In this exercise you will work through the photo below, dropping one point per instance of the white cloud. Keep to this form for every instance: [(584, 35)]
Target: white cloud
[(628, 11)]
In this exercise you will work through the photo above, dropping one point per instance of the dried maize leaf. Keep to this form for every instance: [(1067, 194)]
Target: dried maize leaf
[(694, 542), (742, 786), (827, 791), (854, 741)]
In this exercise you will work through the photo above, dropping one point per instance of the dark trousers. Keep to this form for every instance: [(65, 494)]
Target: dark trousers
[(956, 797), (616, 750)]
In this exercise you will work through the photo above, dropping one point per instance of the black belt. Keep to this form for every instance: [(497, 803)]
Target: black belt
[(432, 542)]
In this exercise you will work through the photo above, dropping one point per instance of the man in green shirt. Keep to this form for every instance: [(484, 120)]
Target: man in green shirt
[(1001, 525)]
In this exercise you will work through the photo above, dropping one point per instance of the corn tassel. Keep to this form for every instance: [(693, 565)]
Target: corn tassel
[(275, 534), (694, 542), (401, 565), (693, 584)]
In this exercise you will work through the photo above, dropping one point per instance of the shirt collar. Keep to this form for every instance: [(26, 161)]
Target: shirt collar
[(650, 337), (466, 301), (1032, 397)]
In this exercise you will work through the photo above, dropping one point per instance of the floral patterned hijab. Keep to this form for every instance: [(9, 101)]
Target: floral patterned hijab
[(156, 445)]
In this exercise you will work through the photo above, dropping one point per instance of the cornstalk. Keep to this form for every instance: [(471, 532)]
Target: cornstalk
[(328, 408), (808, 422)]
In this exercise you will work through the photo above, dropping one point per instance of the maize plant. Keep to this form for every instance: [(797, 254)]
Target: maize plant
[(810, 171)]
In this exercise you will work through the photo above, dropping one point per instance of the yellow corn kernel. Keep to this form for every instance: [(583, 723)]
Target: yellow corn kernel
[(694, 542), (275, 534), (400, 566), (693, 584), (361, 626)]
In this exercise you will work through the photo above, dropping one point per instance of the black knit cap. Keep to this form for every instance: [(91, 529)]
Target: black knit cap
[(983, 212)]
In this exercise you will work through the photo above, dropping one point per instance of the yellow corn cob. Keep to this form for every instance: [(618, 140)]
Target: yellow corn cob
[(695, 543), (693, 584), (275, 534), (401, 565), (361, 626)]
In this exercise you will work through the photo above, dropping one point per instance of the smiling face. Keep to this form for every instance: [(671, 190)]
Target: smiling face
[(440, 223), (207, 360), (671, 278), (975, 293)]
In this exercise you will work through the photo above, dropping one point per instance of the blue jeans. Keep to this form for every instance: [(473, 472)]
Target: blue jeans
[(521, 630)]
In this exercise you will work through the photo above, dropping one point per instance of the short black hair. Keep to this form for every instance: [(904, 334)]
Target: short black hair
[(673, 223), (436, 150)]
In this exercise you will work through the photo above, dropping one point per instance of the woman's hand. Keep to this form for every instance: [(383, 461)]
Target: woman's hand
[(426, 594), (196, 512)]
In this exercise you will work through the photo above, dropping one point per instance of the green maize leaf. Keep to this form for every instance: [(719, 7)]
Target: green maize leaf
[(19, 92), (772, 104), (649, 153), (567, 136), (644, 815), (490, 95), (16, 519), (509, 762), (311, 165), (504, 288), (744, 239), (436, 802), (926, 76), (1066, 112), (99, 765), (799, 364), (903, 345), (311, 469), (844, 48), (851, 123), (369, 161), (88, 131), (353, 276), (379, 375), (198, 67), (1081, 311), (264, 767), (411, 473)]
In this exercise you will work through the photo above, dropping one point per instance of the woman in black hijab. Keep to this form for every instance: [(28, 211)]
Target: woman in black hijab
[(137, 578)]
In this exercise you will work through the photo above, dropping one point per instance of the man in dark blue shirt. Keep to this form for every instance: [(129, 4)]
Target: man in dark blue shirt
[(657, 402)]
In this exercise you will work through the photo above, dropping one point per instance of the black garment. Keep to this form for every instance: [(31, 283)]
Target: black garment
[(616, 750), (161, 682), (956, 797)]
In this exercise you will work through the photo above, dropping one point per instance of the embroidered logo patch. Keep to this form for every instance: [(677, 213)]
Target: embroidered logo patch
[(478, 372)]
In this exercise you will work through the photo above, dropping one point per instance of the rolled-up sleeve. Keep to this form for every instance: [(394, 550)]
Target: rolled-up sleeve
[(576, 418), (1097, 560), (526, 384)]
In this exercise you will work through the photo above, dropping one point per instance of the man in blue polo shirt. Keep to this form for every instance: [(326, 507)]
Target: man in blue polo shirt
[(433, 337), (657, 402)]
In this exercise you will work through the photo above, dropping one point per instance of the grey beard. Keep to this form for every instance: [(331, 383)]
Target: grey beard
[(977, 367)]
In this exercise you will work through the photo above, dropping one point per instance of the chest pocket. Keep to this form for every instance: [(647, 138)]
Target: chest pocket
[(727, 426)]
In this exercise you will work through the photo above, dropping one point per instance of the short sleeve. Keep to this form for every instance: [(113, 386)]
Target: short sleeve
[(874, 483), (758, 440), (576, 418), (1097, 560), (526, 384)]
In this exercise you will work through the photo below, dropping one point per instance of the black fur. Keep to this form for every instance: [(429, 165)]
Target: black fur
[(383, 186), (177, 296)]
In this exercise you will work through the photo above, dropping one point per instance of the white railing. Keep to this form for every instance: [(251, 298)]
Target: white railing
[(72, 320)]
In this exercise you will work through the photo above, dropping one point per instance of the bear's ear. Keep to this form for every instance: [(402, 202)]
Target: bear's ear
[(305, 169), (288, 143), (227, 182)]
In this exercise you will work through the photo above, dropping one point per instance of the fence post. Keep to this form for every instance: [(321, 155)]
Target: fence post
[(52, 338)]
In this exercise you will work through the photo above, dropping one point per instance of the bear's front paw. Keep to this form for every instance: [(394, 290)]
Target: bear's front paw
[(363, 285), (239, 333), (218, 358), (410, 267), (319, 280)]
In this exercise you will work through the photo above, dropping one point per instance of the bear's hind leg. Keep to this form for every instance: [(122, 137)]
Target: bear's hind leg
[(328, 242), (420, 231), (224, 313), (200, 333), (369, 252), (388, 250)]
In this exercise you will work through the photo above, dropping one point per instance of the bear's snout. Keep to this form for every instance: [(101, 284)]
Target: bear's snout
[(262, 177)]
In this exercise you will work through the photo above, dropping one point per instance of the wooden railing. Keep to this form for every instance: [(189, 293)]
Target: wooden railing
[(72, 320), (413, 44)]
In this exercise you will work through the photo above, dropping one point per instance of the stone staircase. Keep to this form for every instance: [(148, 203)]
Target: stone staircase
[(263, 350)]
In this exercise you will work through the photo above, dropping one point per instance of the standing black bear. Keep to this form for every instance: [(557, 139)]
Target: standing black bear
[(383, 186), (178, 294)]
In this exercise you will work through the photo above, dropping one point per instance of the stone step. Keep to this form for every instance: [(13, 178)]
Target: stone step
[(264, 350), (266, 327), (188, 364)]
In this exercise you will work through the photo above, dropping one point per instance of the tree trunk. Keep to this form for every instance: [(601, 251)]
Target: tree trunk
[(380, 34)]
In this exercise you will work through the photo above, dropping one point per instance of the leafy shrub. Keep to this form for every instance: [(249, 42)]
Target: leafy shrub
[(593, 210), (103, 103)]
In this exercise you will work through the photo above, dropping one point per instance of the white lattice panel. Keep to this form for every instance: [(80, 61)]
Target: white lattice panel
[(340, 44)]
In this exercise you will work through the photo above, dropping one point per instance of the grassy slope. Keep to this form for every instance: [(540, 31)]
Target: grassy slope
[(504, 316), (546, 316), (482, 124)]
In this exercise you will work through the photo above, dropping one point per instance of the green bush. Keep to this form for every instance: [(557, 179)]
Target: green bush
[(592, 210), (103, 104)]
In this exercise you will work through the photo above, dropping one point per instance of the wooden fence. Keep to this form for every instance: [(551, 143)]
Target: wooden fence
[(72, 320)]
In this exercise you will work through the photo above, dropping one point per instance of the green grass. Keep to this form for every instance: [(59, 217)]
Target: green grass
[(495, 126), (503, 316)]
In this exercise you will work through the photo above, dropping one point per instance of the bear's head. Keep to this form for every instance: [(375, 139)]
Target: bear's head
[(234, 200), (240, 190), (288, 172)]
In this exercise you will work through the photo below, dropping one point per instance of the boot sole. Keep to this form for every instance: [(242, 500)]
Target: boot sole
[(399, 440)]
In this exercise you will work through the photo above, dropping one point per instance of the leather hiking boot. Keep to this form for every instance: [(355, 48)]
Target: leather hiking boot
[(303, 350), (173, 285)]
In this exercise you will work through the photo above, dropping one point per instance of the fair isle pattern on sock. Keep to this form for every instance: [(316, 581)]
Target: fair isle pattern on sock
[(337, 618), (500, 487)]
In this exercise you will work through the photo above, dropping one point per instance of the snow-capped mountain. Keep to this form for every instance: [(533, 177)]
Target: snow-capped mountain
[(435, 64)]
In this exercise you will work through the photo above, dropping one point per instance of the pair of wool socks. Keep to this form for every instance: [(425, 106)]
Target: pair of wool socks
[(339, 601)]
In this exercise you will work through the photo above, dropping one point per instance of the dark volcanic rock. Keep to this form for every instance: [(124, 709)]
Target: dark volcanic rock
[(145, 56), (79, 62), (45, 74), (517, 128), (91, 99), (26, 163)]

### Directions for this task
From the entries above, write out only the lines starting at the line that holds "Target: maize plant" and ending at the line that holds "instance: [(583, 723)]", keeping both and matching them exactly.

### Solution for this task
Target: maize plant
[(810, 171)]
In this exercise you will work through the photo above, dropping one point per instance of the yellow corn kernel. Keep to this form for every instance: [(583, 723)]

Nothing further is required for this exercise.